▸ Obiettivo 1
Rispondi a queste domande sul brano fornito:
(a) Di quale città è Hubert Gasser?
(b) Quale dei due gruppi di persone distinti dall'intervistato è, in linea di massima, più favorevole all'intervento internazionale in Bosnia?
(c) Secondo uno dei luoghi comuni citati, quali due paesi sarebbero stati riconosciuti prematuramente dai paesi occidentali?
▸ Obiettivo 2
Riscrivi tali e quali le righe dei dati dell'esercizio, cominciando da quella che contiene "Automation agent log: The next step is to locate the reflection" e fermandoti dopo quella che contiene "15, 112, 117]]", entrambe incluse.

▸ Brano fornito
Hubert Gasser, di Bolzano, ha partecipato nel 1994-95 a varie iniziative promosse da Alexander Langer per la pacificazione e la riconciliazione nei paesi della ex Jugoslavia. E’ attento osservatore dell’azione politica dei Verdi tedeschi.

Tra i Verdi tedeschi si è svolto negli ultimi tempi un approfondito dibattito a proposito dell’intervento militare occidentale in Bosnia e intorno al dilemma se sia un obbligo della comunità internazionale intervenire militarmente in caso di genocidio. Puoi parlarci delle diatribe che sono scoppiate intorno a questo tema?
Prima di parlare del dibattito che si è aperto recentemente tra i Verdi tedeschi, vorrei fare alcune considerazioni su come si sta ragionando e sragionando intorno alla Bosnia. Si sentono dire tante cose, dentro e fuori la Bosnia. Ovviamente, il discorso cambia molto a seconda dell’interlocutore che ci troviamo di fronte. In breve, farei una distinzione di fondo: da un lato, le persone che seguono da vicino gli eventi, soprattutto quelle impegnate direttamente negli aiuti alle vittime; dall’altro, le persone che non sono direttamente coinvolte. In linea di massima, le prime sono più favorevoli all’intervento internazionale (anche militare) in Bosnia, le seconde sono più scettiche. Spesso si tende a travisare la realtà dell’ex Jugoslavia o a coglierla in maniera molto parziale. Non voglio qui dilungarmi su quanto sentito in occasione di dibattiti parlamentari, il discorso ci porterebbe troppo lontano.
Vorrei, invece, accennare ad alcuni luoghi comuni molto diffusi, come il parlare di guerra civile (“si ammazzino pure a vicenda se non sanno fare di meglio, io che ci posso fare?”), oppure individuare la causa principale dell’esplosione del conflitto nel prematuro riconoscimento della Slovenia e della Croazia da parte dei paesi occidentali (Germania in testa), oppure spiegare il conflitto con le inclinazioni caratteriali di quelle popolazioni (“basta pensare alle atrocità che hanno commesso durante la seconda guerra mondiale”). Sono, questi, i soliti discorsi che si possono ascoltare al bar e che esprimono distacco dagli eventi, spesso anche un senso di superiorità di noi occidentali rispetto alla presunta arretratezza dei popoli slavi, dimenticando, però, che nell’Europa "civile" sono avvenuti fatti ben più gravi appena mezzo secolo fa.

▸ Dati dell'esercizio

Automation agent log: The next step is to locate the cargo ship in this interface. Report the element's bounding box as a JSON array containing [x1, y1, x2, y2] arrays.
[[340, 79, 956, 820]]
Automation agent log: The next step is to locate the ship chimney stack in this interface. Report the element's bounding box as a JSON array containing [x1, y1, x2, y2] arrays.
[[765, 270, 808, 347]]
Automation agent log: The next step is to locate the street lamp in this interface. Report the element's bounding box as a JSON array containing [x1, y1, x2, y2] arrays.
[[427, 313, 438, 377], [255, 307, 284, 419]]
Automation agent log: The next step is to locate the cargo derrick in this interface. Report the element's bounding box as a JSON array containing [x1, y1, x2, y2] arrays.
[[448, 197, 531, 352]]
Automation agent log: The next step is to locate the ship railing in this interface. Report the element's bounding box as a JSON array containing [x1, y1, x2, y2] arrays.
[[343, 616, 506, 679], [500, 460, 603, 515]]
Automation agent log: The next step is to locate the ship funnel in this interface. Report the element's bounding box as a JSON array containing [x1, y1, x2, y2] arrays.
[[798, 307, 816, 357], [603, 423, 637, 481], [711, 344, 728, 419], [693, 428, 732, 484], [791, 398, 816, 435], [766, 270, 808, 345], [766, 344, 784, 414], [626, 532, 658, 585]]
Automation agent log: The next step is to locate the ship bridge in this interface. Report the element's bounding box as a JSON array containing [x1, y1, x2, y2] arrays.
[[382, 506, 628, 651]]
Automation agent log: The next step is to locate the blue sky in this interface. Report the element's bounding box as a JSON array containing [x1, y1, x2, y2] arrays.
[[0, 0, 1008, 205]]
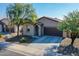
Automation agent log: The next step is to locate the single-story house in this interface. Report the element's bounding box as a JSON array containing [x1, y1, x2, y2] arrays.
[[0, 16, 63, 36], [23, 16, 63, 36], [0, 18, 21, 33]]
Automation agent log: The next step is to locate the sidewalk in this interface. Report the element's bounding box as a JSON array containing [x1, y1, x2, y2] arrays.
[[7, 43, 59, 56]]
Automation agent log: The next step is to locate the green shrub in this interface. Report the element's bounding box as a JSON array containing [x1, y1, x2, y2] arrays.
[[0, 34, 2, 38], [20, 37, 26, 43]]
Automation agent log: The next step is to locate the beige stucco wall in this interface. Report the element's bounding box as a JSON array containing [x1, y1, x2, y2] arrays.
[[0, 24, 2, 32], [14, 25, 23, 33], [23, 24, 34, 35], [38, 18, 58, 27]]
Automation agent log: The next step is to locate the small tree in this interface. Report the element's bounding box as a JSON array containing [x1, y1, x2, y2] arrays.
[[7, 3, 37, 36], [58, 10, 79, 45]]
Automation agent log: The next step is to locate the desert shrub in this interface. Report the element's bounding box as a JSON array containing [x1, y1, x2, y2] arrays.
[[73, 38, 79, 49], [60, 38, 72, 46], [0, 34, 3, 38], [20, 37, 27, 43]]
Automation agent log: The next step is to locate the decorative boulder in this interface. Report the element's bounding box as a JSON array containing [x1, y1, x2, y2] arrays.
[[60, 38, 72, 47], [73, 38, 79, 49]]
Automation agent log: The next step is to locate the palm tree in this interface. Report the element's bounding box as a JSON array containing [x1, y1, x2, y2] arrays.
[[7, 3, 36, 35], [58, 10, 79, 45]]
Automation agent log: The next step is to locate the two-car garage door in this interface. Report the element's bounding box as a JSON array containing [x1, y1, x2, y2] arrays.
[[44, 27, 62, 36]]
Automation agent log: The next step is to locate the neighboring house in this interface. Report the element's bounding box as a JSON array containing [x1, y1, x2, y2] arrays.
[[23, 16, 62, 36]]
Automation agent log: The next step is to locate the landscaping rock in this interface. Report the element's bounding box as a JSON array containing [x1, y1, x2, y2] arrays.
[[60, 38, 72, 46]]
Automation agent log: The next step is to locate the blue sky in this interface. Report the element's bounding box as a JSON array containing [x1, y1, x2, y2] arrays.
[[0, 3, 79, 19]]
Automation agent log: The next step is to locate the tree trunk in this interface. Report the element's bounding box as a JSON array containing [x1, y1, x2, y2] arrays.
[[17, 24, 19, 36]]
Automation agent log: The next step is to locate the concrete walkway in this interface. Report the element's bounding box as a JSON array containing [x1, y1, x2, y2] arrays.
[[7, 43, 59, 56]]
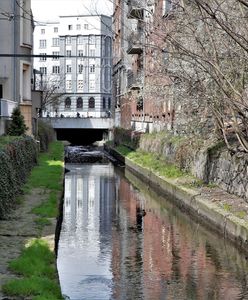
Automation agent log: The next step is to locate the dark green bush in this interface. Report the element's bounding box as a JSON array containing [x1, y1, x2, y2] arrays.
[[0, 137, 38, 219], [114, 127, 141, 150], [7, 107, 28, 136], [38, 120, 54, 152]]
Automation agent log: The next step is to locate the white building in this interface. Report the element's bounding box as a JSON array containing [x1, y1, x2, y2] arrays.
[[34, 15, 112, 117], [0, 0, 33, 134]]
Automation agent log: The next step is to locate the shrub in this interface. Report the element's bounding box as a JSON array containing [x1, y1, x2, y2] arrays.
[[0, 137, 38, 219], [38, 120, 54, 152], [114, 127, 141, 149], [7, 107, 28, 136]]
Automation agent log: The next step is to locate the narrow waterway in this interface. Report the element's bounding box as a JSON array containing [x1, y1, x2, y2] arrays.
[[57, 159, 248, 300]]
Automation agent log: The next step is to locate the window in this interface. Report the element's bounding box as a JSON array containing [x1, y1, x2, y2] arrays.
[[40, 53, 46, 61], [52, 66, 60, 74], [52, 38, 59, 47], [65, 36, 71, 45], [40, 40, 46, 49], [89, 80, 96, 91], [78, 36, 84, 44], [90, 49, 96, 57], [108, 98, 111, 109], [52, 51, 59, 60], [108, 98, 111, 109], [66, 80, 71, 90], [65, 97, 71, 108], [78, 50, 84, 56], [78, 65, 84, 74], [89, 97, 95, 109], [78, 80, 84, 90], [90, 65, 95, 73], [40, 67, 47, 75], [77, 97, 83, 108], [66, 65, 71, 73], [89, 35, 96, 45]]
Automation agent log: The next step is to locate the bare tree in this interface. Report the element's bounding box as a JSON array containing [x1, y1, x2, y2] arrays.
[[147, 0, 248, 152]]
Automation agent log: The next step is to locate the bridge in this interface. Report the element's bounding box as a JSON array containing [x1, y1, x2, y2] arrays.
[[39, 117, 114, 145]]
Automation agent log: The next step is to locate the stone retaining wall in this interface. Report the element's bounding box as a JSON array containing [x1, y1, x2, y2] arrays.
[[139, 134, 248, 201]]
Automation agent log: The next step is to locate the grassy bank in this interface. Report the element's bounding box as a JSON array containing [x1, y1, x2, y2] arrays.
[[2, 142, 64, 300], [27, 142, 64, 229], [2, 239, 63, 300]]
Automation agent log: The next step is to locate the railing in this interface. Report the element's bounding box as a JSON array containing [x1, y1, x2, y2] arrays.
[[127, 30, 144, 54], [128, 0, 145, 19], [0, 98, 17, 117], [127, 71, 143, 89]]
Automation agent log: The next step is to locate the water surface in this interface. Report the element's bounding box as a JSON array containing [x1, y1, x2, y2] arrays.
[[58, 164, 248, 300]]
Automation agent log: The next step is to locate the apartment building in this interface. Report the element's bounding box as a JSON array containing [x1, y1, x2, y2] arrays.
[[113, 0, 174, 132], [34, 15, 112, 117], [0, 0, 33, 134]]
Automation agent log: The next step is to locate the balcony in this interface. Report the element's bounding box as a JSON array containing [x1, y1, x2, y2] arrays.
[[127, 31, 144, 54], [127, 0, 145, 20], [127, 70, 143, 90], [0, 98, 17, 118]]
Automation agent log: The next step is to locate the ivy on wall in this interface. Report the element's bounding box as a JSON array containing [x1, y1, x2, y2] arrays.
[[0, 136, 38, 219]]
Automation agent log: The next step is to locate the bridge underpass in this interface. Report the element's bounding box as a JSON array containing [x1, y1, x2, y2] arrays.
[[40, 118, 113, 145], [55, 128, 108, 145]]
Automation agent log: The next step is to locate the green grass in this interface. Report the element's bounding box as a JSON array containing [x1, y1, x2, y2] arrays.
[[116, 146, 185, 178], [35, 217, 52, 229], [2, 142, 64, 300], [25, 142, 64, 191], [2, 239, 63, 300], [32, 191, 58, 218]]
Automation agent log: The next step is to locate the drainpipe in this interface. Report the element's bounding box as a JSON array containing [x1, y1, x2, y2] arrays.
[[13, 0, 19, 103]]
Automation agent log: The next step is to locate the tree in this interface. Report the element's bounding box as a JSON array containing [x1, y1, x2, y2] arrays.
[[7, 107, 28, 136], [144, 0, 248, 152]]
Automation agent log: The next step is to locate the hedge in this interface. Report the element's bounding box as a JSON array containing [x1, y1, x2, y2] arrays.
[[0, 136, 38, 219]]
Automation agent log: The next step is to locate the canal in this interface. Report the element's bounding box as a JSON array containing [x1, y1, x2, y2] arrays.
[[57, 158, 248, 300]]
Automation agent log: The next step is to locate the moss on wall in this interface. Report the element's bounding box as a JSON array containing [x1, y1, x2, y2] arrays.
[[0, 137, 38, 219]]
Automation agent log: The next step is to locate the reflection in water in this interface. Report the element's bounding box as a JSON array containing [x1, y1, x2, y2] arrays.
[[58, 164, 248, 300]]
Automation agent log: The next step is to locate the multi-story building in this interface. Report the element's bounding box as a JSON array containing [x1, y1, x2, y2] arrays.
[[113, 0, 174, 132], [0, 0, 33, 134], [34, 15, 112, 117]]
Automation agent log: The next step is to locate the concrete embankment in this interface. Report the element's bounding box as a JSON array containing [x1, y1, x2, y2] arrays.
[[105, 147, 248, 252]]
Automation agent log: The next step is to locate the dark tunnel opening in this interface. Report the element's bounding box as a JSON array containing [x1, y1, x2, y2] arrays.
[[56, 129, 108, 145]]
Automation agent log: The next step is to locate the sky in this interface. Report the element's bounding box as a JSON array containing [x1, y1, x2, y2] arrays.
[[31, 0, 113, 22]]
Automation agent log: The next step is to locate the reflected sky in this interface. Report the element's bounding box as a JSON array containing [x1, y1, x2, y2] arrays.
[[57, 164, 248, 300]]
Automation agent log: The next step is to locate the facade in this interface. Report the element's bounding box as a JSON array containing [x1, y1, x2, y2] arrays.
[[0, 0, 33, 134], [34, 15, 112, 117], [113, 0, 174, 132]]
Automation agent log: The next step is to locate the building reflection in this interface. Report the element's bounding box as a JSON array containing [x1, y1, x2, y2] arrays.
[[58, 164, 248, 300]]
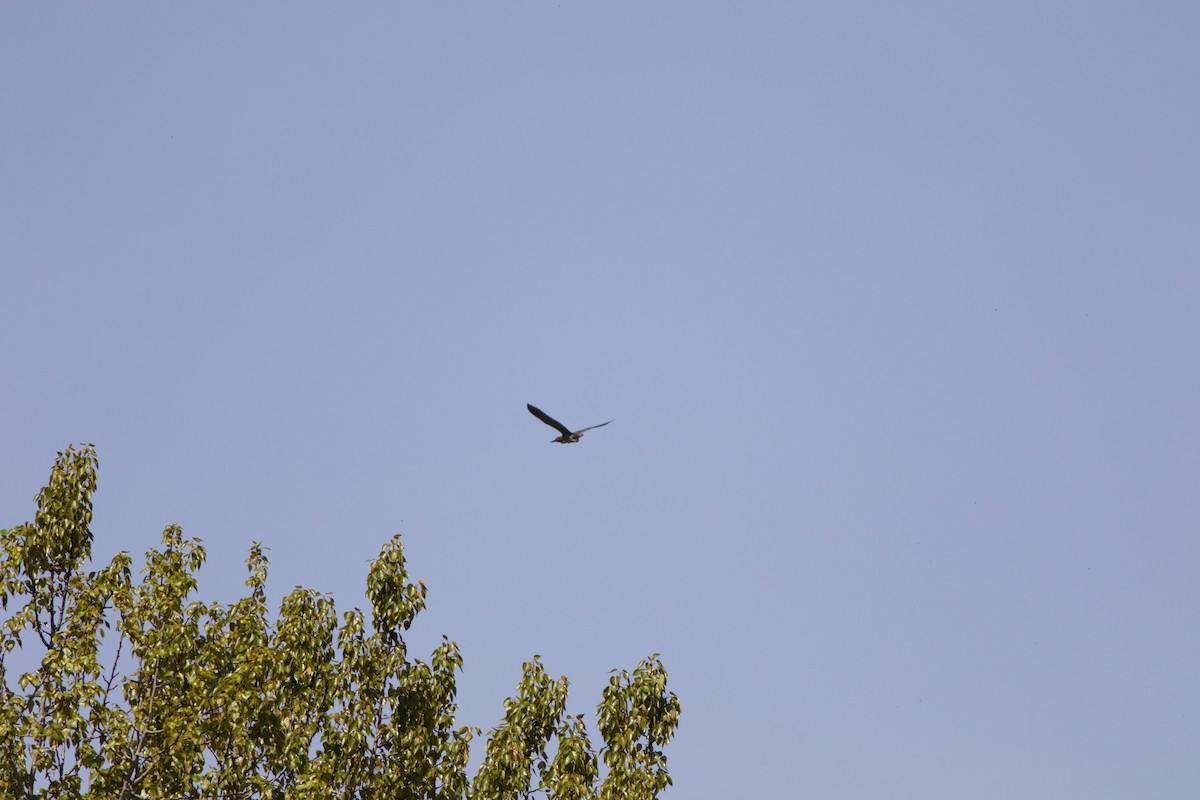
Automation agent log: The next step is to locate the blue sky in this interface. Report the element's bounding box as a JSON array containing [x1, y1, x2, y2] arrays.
[[0, 2, 1200, 799]]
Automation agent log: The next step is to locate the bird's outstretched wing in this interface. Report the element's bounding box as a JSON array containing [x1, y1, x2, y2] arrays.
[[575, 420, 613, 435], [526, 403, 573, 437]]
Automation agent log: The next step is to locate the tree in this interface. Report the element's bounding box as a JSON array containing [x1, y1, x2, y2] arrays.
[[0, 445, 679, 800]]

▸ Risposta completa 1
(a) Bolzano.
(b) Le persone che seguono da vicino gli eventi, soprattutto quelle impegnate direttamente negli aiuti alle vittime.
(c) La Slovenia e la Croazia.

▸ Risposta completa 2
Automation agent log: The next step is to locate the reflection in water in this interface. Report the element's bounding box as a JSON array containing [x1, y1, x2, y2] arrays.
[[58, 164, 248, 300]]
Automation agent log: The next step is to locate the multi-story building in this interface. Report the element's bounding box as a JSON array containing [x1, y1, x2, y2] arrays.
[[113, 0, 174, 132], [0, 0, 33, 134], [34, 15, 112, 117]]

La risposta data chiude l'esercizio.